▶ **Material for this task**
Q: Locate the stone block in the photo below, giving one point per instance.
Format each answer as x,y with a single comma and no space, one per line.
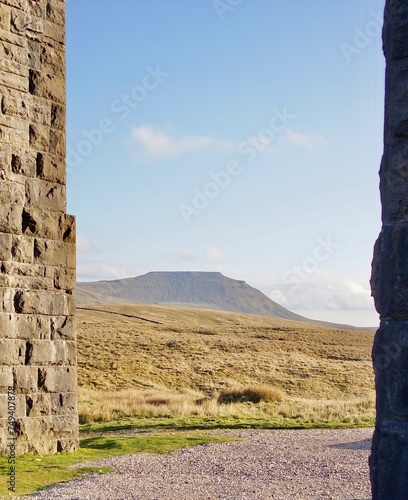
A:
63,328
5,246
13,81
12,352
55,253
68,228
10,218
45,195
50,353
12,105
5,18
6,378
43,303
64,403
57,379
12,52
26,379
24,327
39,112
41,223
22,269
64,279
55,12
58,116
394,180
52,168
26,282
35,431
37,405
50,87
22,249
23,22
389,280
39,137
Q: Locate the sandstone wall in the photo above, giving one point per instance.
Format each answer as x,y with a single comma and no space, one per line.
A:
389,458
37,237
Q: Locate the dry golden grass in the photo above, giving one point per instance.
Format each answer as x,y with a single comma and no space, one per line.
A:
183,365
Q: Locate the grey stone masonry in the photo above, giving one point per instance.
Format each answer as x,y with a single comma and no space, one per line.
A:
38,381
389,457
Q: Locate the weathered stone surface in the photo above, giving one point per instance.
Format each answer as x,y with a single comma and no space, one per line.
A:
63,328
25,379
57,379
37,237
64,404
389,456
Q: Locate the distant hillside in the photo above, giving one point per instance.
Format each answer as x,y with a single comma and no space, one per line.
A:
206,290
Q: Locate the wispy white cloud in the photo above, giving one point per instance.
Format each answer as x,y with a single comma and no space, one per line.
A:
213,254
320,290
148,142
306,141
89,270
180,256
85,245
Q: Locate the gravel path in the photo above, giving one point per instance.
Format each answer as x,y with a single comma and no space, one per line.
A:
278,465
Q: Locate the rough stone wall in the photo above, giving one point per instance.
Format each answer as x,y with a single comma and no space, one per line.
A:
37,237
389,458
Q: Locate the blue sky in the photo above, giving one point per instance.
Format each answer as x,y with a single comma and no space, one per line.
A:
241,136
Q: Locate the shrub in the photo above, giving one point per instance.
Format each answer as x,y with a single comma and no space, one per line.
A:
252,394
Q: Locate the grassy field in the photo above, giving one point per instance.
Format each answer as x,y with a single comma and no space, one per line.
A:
35,473
160,374
161,366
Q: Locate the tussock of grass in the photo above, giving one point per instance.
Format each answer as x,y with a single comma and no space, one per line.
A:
266,403
253,394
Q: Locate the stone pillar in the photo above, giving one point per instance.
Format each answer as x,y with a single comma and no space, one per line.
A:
37,237
389,457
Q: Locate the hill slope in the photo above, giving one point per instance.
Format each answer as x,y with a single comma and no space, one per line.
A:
203,290
193,289
146,346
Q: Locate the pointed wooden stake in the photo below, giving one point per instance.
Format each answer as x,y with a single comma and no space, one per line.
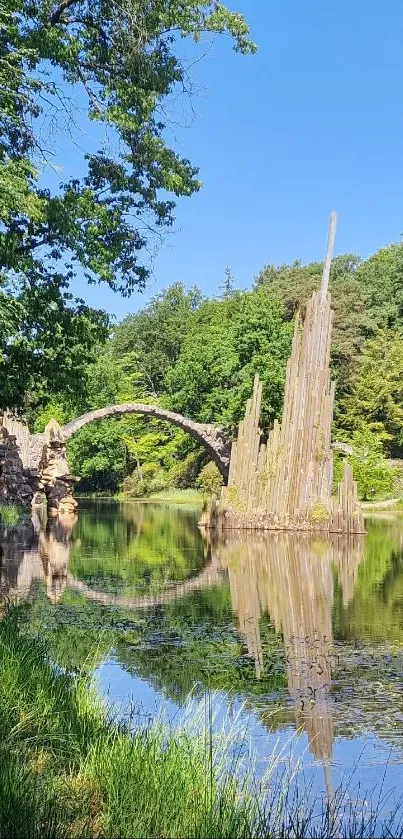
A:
329,254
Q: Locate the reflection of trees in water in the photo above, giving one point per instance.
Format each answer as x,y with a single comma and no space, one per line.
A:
376,610
291,577
131,548
40,551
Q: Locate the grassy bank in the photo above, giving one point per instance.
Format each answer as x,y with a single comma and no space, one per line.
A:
166,496
68,771
10,515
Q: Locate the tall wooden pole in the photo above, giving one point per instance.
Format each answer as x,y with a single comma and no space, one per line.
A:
329,254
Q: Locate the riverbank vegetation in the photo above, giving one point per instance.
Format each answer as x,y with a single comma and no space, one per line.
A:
194,355
66,769
198,357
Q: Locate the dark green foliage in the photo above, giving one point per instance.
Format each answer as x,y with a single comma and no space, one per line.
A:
229,341
375,397
210,480
156,333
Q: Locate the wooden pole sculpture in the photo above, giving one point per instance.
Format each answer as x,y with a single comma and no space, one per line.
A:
286,484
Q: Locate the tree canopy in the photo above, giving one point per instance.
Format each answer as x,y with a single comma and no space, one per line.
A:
120,61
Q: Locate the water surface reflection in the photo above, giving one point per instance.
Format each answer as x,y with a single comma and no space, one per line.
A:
294,632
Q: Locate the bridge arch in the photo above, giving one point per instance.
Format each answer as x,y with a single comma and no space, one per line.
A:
211,575
211,436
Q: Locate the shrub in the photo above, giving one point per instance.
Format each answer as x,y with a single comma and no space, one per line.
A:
210,480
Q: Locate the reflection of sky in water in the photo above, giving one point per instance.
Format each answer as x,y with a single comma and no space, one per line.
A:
366,767
337,608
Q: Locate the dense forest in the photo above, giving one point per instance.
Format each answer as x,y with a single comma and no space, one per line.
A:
198,356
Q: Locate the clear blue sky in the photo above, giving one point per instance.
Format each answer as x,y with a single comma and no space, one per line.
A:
313,122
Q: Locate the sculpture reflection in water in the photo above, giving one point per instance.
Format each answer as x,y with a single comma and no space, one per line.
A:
291,577
40,551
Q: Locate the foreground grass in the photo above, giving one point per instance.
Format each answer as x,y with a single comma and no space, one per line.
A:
10,515
68,771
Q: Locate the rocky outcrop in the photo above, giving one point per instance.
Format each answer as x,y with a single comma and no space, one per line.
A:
15,485
55,477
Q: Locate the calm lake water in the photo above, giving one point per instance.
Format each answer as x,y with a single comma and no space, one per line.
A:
298,639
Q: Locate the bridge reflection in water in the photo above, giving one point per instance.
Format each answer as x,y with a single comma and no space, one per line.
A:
290,577
287,575
39,551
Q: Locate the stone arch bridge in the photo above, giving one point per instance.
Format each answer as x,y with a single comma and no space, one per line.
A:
35,465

▶ **Exercise details**
Output each line exactly; omit every picture.

▶ **Worked solution**
Q: Locate the stone block in the photo below, giving one point per instance.
Format each answer as x,y with a single comma and no space, one per line.
A:
63,328
5,246
13,81
12,352
55,253
68,228
10,218
45,195
50,353
12,105
5,18
6,378
43,303
64,403
57,379
12,52
26,379
24,327
39,112
41,223
22,269
64,279
55,12
58,116
394,180
52,168
26,282
35,431
37,405
50,87
22,249
23,22
389,280
39,137
Q: Locate the sandstone wall in the photo above, giving one point per instance.
Format each answer as x,y with a single comma and no space, one per line.
A:
389,458
37,237
Q: Locate the dry golden grass in the photo above, giving one point per instance.
Format each answer as x,y with a single comma and no space, one per line.
A:
183,365
Q: Locate the grey stone masonry in the photo above, giving one point per instance.
Format each answer as x,y with a single comma and no space, one per line.
A:
38,381
389,457
Q: Locate the weathered stone surface in the photo above, giving one point per instance.
Format each answer as x,y with a single comma and no space, one per line.
A:
63,328
25,379
57,379
37,237
64,404
389,456
Q: Locate the distant hillside in the photo above, giving one point per instance.
Format each answer as x,y with a single comma and no space, one per line.
A:
206,290
Q: Locate the wispy white cloud in the photo above, giving one point per instance.
Format each answer as x,y with a single comma and no space, one per line.
A:
213,254
320,290
148,142
306,141
89,270
180,256
85,245
Q: Locate the gravel path in the photo above, giving one point per instance.
Format each answer as x,y with a single comma and no space, one per line.
A:
278,465
Q: Locate the rough stone wall in the photo above, giving one point per instance.
Format each answer as x,y with a single comma and no space, one per line.
A:
37,237
389,458
Q: Locate the blue sky in the photo above, giving one point per instance.
Format each answer as x,y with a single comma and no space, one per line.
A:
241,136
Q: Locate the shrub in the photo above, giving one point per instance.
Format each answer as x,y with a single comma and no space, one per line.
A:
252,394
Q: Locate the grassy field in the photo above, giving one point per instance.
Format each answer as x,y with a single comma and no space, one per line.
A:
35,473
160,374
161,366
Q: Locate the tussock of grass in the photo above, giving one point per instance.
Format each answer as x,y with a single comma and no space, one per line.
A:
266,403
253,394
Q: Locate the stone pillar in the photo above, giving one point per instance.
Format each answer as x,y with a single comma and no space, one per line.
A:
37,237
389,457
Q: Locate the hill slope in the photo above, giving one point per instance.
Format each answer as x,y with a single comma and no space, one per line.
A:
203,290
193,289
146,346
Q: Locate the pointed wooden stake in the photo below, giving one point per instance.
Format each answer as x,y with a single comma and no space, one per line.
A:
329,254
Q: Locate the reflection of trees in water in the photo above, giving one point per instance.
Format each answer as x,y with a single comma and no space, one per line.
A:
376,610
291,577
131,548
40,551
Q: Locate the grassy bank in the photo above, giving one point per instance.
Format each answer as x,y with a single comma and no space, one per line.
A:
166,496
68,771
10,515
Q: Locate the tall wooden pole in the photo above, giving one point per instance.
Format each answer as x,y with a single comma and no space, one per line.
A:
329,254
Q: Locate the riverbank vegetation in the photo above, giving one point per instance.
Format each answer as x,y with a single comma and no space, one per line.
A:
194,355
66,769
198,357
Q: Locate the dark green foliage in the photo above, giving one point per instance.
Format each answer as x,y with a single comma and no space, one per line.
A:
229,341
375,397
210,480
156,333
Q: Locate the wooden pole sculpture in the photo above, giving one point per instance.
Format each answer as x,y with a single comma and no space, one per line.
A:
286,484
Q: Locate the tree canopy in the photo above, giving one point per instance.
Format each answer as x,y with a single comma and no space, one per line.
A:
120,61
Q: Locate the water surface reflection in the photo above, giving one point per instance.
Format each answer as x,y with a single comma and no space, one per line.
A:
294,632
Q: Locate the bridge arch in the photo above, giving one point per instance.
Format each answer as x,y with a single comma and no space, one per line.
A:
211,575
211,436
Q: Locate the shrub in the photo above, giving one point per instance.
Format each answer as x,y with a single comma and no space, one per line.
A:
210,480
Q: Locate the reflection of sky in water in the photo above, giving one point per instance.
Format each answer as x,y with a single comma and no space, one per line.
A:
366,767
337,608
Q: Locate the dense forest in the photo above, giving one point per instance.
Format each answer as x,y with a single comma and no space, one per line.
A:
198,356
Q: Locate the clear blue sky in the photo above, giving one point per instance.
Format each answer as x,y with a single comma and no space, one per line.
A:
313,122
Q: Locate the sculpture reflection in water in the photo above, giving one point per instance.
Format each answer as x,y with a single comma and no space, one per line.
A:
291,577
40,551
Q: Locate the foreground grass in the photo above, giving one point per instance.
Format each answer as x,y with a single comma and no space, one per line.
A:
10,515
68,771
Q: Locate the rocky outcrop in the photo above, giving one point per instance.
Format each answer as x,y with a single comma and no space, one per line.
A:
15,485
55,477
Q: Locate the calm lake water in the photo above, giving one point per instance.
Format each answer as x,y with a single comma and no space, one per line.
A:
298,639
Q: Locate the bridge reflection in water in the photo above, giving one point per instance.
Format each answer as x,y with a single comma and no space, one per line.
A:
290,577
287,575
39,551
Q: Locate the stone arch bridge in the photo above, giving one point per instance.
Format each answer as x,y with a single comma and no space, one per line.
A:
35,465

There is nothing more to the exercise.